### Task details
Collect and copy out every line below that contains the string "segment", matching case exactly.
**** Exercise input ****
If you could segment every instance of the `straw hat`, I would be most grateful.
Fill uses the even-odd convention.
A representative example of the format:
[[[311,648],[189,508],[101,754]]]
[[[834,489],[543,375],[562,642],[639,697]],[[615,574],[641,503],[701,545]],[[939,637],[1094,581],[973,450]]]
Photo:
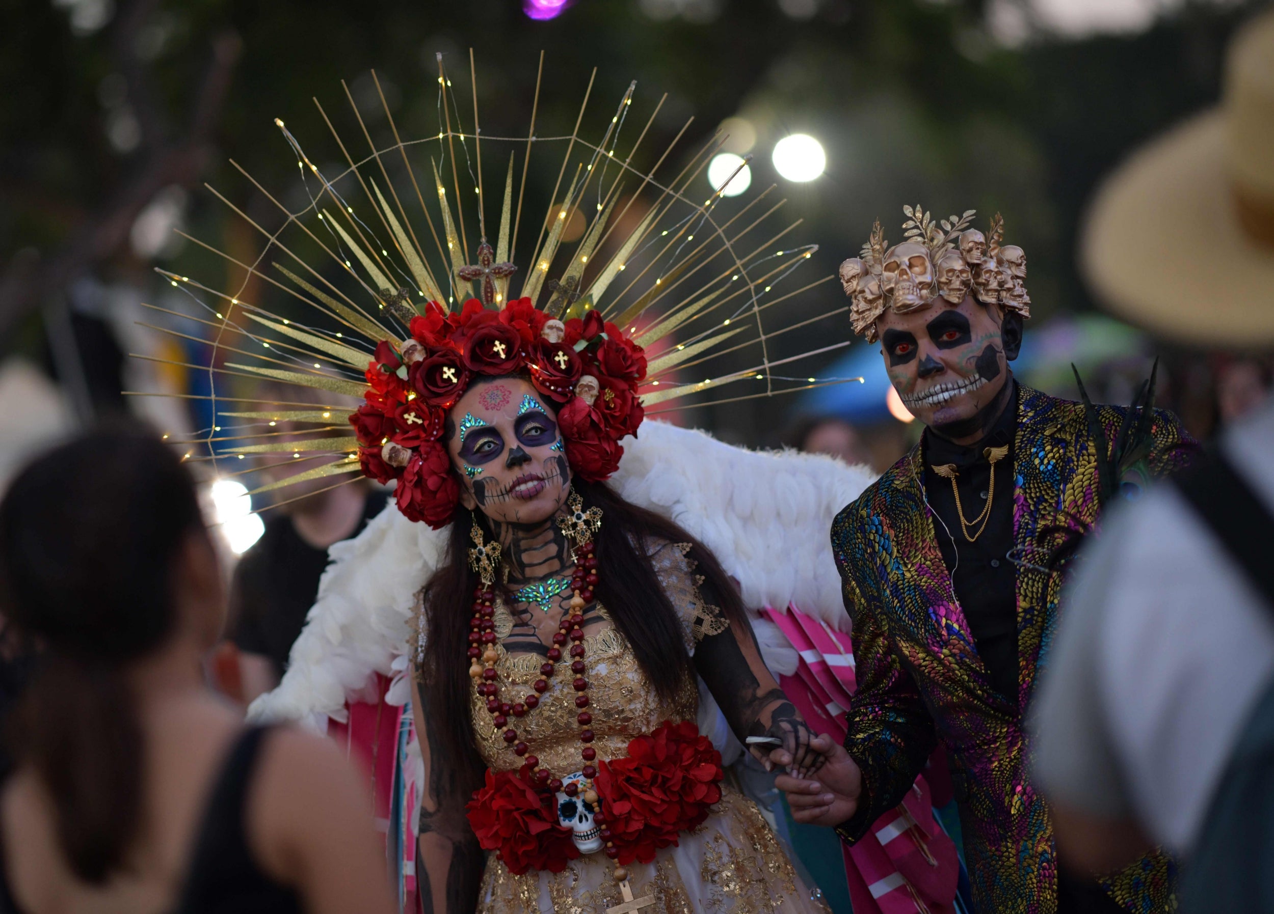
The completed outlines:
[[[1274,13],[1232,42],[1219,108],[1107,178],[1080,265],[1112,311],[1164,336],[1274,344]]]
****
**** Exercise input ****
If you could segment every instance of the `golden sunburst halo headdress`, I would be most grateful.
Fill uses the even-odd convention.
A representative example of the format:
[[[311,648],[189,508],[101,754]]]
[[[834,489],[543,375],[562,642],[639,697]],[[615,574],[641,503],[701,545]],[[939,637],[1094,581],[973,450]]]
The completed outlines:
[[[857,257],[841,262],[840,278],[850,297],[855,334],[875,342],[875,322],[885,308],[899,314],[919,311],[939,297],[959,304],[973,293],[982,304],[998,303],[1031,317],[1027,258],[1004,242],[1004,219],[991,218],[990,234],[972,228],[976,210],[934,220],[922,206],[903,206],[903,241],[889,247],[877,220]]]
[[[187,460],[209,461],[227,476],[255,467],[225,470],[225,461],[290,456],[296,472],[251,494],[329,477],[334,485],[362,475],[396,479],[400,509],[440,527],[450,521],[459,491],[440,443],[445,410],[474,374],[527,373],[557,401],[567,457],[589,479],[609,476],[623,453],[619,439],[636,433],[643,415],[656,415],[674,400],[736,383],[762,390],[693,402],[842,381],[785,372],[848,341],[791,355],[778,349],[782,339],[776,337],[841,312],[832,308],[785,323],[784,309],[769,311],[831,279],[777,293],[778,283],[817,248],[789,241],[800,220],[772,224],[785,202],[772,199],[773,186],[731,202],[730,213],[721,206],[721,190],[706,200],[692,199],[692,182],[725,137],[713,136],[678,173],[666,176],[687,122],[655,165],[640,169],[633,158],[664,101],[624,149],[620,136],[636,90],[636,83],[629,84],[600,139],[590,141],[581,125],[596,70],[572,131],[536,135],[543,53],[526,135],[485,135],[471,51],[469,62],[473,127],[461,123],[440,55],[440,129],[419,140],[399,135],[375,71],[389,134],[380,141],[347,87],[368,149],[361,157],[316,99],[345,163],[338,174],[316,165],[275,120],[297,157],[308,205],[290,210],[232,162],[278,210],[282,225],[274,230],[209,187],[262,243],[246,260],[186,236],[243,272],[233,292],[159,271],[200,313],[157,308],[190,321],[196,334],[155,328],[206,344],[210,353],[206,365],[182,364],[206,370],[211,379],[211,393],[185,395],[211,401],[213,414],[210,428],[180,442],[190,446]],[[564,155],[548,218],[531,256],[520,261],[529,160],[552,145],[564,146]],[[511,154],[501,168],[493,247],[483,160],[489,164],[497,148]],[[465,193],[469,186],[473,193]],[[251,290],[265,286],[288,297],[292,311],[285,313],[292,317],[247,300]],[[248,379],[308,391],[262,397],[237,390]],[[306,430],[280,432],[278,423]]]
****
### Task response
If you could segment every instance of the `straw hat`, I would be most grateful.
If you could segment every instance of the `golden sunburst halo headdress`, I would be most grateful.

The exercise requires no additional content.